ESERCIZI:
1. Trascrivi dal brano sugli allevamenti tutto il testo da "E cosa dire" giù fino a "anche nell’industria lattiero-casearia.", senza alcuna modifica.
2. Secondo il brano sugli allevamenti, perché i vitelli maschi vengono mandati subito al macello? Rispondi in una o due frasi.
3. Scrivi il seguito del brano sugli allevamenti, a partire dall'ultima frase riportata.

BRANO DA LEGGERE:
=====

E cosa dire del frutto di queste innumerevoli gravidanze? I vitelli, se maschi, vengono inviati al macello subito, perché inutili nell’industria lattiero-casearia; se femmine, rimpiazzano le madri nella filiera produttiva, in un ciclo continuo. Lo sfruttamento e la morte esistono quindi anche nell’industria lattiero-casearia.
Per approfondire: Perché i vegani non bevono il latte?
E le uova?
Anche pensare che la produzione di uova sia un procedimento innocuo per gli animali è quanto di più lontano dalla realtà: le immagini che le associazioni animaliste rubano (letteralmente) dagli allevamenti intensivi ci parlano di sofferenza e morte. Oltre la metà delle galline allevate in Italia per le loro uova rientrano nel sistema dell’allevamento in gabbia, probabilmente uno dei peggiori in assoluto. Migliaia e migliaia di galline ammassate in spazi piccolissimi, chiuse in batterie talmente piccole da non permettere loro nemmeno di spiegare le ali. Spesso, per sfruttare al meglio lo spazio, le gabbie sono disposte su più piani all’interno di enormi hangar senza finestre.

=====

RECORD:
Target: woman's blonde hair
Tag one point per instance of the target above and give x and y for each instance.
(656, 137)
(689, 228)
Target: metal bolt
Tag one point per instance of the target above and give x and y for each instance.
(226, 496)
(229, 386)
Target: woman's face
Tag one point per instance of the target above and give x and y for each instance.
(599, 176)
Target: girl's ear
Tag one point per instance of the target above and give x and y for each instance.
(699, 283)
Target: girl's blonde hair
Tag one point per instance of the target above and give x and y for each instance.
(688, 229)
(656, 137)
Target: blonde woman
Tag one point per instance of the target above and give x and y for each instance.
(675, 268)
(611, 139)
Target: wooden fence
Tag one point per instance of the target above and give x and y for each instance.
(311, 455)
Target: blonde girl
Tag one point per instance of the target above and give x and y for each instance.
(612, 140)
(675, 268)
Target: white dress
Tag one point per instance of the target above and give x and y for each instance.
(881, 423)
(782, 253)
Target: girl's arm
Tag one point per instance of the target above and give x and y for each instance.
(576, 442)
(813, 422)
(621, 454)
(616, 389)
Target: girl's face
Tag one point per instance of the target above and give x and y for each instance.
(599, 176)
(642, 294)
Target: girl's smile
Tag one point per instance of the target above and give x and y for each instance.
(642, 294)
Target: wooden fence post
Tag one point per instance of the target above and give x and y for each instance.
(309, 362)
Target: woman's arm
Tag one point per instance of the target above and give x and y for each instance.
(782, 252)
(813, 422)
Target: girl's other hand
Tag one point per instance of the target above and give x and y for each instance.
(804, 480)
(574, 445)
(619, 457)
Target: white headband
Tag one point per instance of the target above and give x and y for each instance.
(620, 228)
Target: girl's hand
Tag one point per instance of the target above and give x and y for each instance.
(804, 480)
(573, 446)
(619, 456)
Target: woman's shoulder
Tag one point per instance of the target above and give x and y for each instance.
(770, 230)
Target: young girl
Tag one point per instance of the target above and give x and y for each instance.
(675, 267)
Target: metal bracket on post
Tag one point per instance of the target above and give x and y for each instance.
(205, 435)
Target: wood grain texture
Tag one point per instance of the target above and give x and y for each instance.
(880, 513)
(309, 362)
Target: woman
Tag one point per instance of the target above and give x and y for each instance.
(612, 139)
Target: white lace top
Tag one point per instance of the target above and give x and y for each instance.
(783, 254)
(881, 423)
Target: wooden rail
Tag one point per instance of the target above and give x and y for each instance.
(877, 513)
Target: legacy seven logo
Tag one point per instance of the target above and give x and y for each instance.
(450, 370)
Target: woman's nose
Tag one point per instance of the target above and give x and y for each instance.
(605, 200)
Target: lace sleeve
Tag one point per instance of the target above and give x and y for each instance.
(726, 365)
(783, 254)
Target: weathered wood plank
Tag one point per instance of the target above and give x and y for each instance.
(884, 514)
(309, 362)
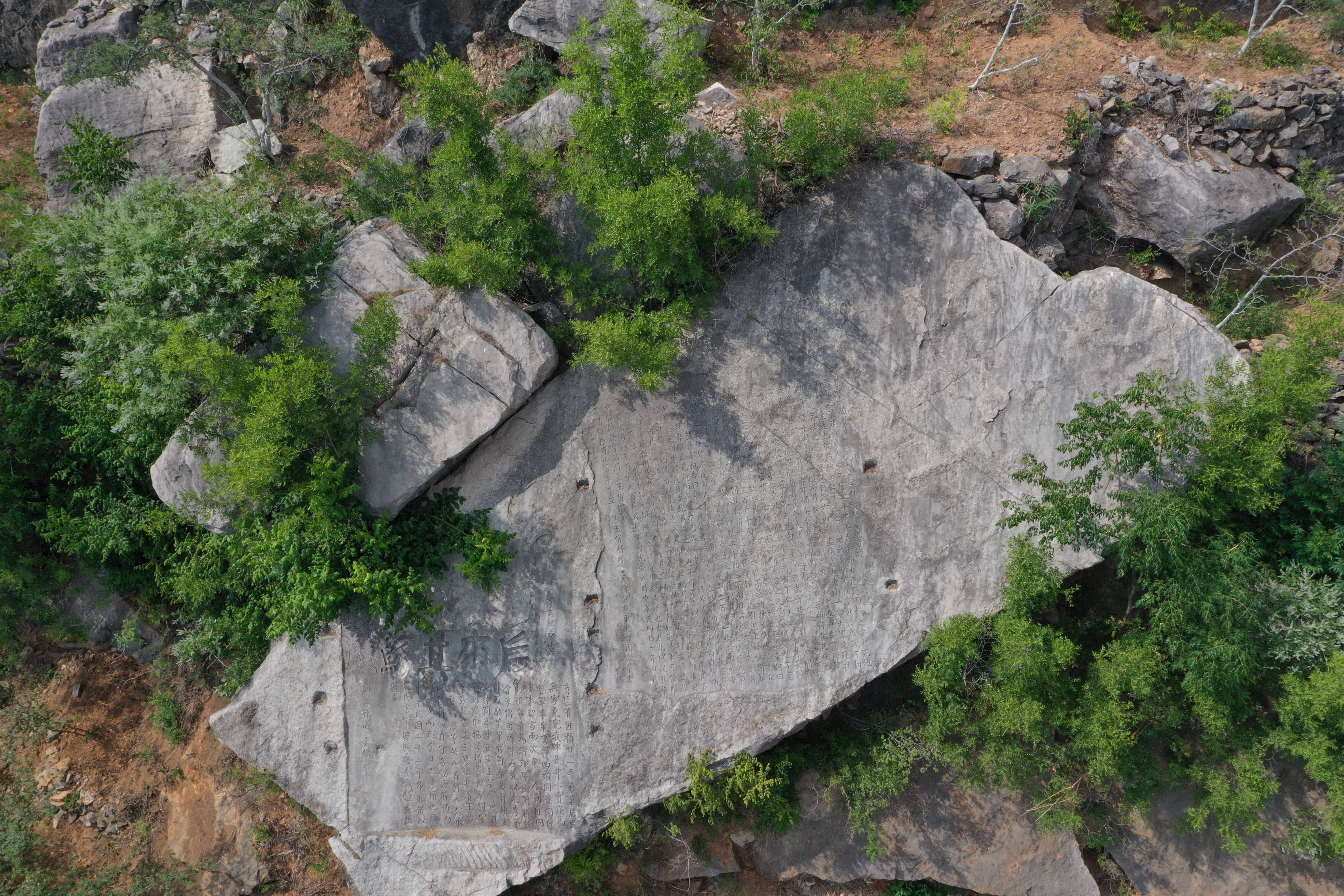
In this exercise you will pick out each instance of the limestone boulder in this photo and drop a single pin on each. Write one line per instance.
(554, 22)
(168, 116)
(410, 29)
(179, 480)
(412, 144)
(715, 565)
(463, 363)
(234, 147)
(1162, 862)
(979, 840)
(1179, 206)
(22, 23)
(81, 28)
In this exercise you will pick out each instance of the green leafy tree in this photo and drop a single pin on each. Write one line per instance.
(96, 163)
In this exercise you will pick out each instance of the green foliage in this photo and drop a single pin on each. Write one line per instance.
(1127, 22)
(588, 868)
(714, 798)
(1080, 124)
(478, 208)
(1146, 256)
(171, 306)
(659, 240)
(527, 83)
(167, 715)
(1039, 201)
(826, 127)
(626, 829)
(96, 163)
(945, 112)
(1276, 52)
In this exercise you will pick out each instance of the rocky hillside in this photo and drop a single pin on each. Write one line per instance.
(889, 450)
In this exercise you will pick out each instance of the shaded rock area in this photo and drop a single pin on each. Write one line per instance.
(179, 480)
(712, 566)
(83, 26)
(554, 22)
(22, 23)
(412, 29)
(1179, 205)
(983, 841)
(168, 116)
(1163, 863)
(462, 366)
(213, 827)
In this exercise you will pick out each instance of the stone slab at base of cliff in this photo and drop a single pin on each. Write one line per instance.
(168, 116)
(979, 840)
(713, 566)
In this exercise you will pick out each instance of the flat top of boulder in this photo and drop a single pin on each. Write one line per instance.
(712, 566)
(1181, 205)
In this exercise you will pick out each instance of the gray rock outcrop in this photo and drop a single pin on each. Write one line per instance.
(22, 23)
(178, 476)
(1179, 206)
(168, 116)
(1162, 862)
(463, 363)
(412, 29)
(554, 22)
(234, 147)
(712, 566)
(979, 840)
(79, 29)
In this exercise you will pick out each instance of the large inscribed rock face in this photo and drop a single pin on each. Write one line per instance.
(713, 566)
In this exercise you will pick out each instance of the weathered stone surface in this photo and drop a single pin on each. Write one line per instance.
(214, 828)
(167, 115)
(553, 22)
(1026, 170)
(971, 163)
(462, 366)
(1179, 205)
(233, 147)
(413, 143)
(1162, 863)
(22, 23)
(712, 566)
(61, 43)
(1005, 218)
(983, 841)
(547, 123)
(412, 29)
(178, 476)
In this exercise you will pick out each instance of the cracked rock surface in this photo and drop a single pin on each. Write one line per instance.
(1178, 205)
(463, 362)
(712, 566)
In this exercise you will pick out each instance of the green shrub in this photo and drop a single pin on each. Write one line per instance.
(1127, 22)
(945, 112)
(527, 83)
(825, 128)
(167, 715)
(1276, 52)
(1080, 124)
(96, 163)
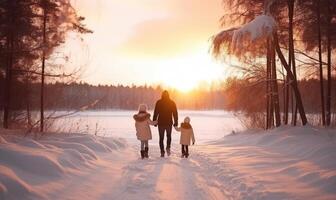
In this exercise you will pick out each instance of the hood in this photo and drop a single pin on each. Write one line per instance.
(186, 126)
(165, 95)
(140, 117)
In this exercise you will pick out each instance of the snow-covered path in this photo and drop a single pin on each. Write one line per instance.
(284, 163)
(123, 175)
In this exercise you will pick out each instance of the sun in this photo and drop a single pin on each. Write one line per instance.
(190, 71)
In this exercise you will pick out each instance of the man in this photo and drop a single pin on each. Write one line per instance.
(165, 110)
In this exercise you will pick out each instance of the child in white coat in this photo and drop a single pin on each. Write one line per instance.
(143, 131)
(187, 135)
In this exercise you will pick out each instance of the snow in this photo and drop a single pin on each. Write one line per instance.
(284, 163)
(261, 27)
(249, 38)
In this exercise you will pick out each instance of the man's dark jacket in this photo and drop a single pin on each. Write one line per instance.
(164, 110)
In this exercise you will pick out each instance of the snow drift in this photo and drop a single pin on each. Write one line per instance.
(284, 163)
(51, 158)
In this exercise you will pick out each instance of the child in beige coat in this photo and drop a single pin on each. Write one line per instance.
(187, 135)
(143, 131)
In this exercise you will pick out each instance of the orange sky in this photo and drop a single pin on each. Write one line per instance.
(148, 42)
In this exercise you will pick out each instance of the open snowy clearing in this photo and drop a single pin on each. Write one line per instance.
(285, 163)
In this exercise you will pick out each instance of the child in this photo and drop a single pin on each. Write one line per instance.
(187, 134)
(143, 132)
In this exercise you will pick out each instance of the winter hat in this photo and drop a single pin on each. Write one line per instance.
(165, 95)
(187, 120)
(142, 108)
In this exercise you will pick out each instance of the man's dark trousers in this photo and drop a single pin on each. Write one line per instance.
(162, 130)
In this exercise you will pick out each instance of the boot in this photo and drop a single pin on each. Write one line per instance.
(146, 152)
(168, 151)
(142, 152)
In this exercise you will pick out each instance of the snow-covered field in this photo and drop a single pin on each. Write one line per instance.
(210, 125)
(285, 163)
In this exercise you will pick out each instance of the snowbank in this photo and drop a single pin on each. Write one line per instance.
(26, 163)
(284, 163)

=====

SOLUZIONI DEGLI ESERCIZI:
1.
E cosa dire del frutto di queste innumerevoli gravidanze? I vitelli, se maschi, vengono inviati al macello subito, perché inutili nell’industria lattiero-casearia; se femmine, rimpiazzano le madri nella filiera produttiva, in un ciclo continuo. Lo sfruttamento e la morte esistono quindi anche nell’industria lattiero-casearia.

2. I vitelli maschi vengono inviati subito al macello perché sono considerati inutili nell'industria lattiero-casearia. Le femmine, invece, prendono il posto delle madri nella filiera produttiva.

3.
Una breve vita di stenti, che si conclude nel momento in cui le galline non sono più produttive e che, fino a poco tempo fa, comprendeva anche la pratica aberrante di triturare vivi i pulcini maschi; entro il 2026, però, grazie al lavoro delle associazioni animaliste dovrà essere bandita su tutto il territorio europeo.
Per saperne di più: Perché i vegani non mangiano le uova?
No, vegetariano non basta (e nemmeno flexitariano)
Basterebbe questo a spiegare perché essere vegetariani, seppure si possa considerare un ottimo primo passo verso la scelta vegan, non sia sufficiente per gli animali, che hanno il diritto a non essere considerati “macchine da produzione” al servizio dell’uomo.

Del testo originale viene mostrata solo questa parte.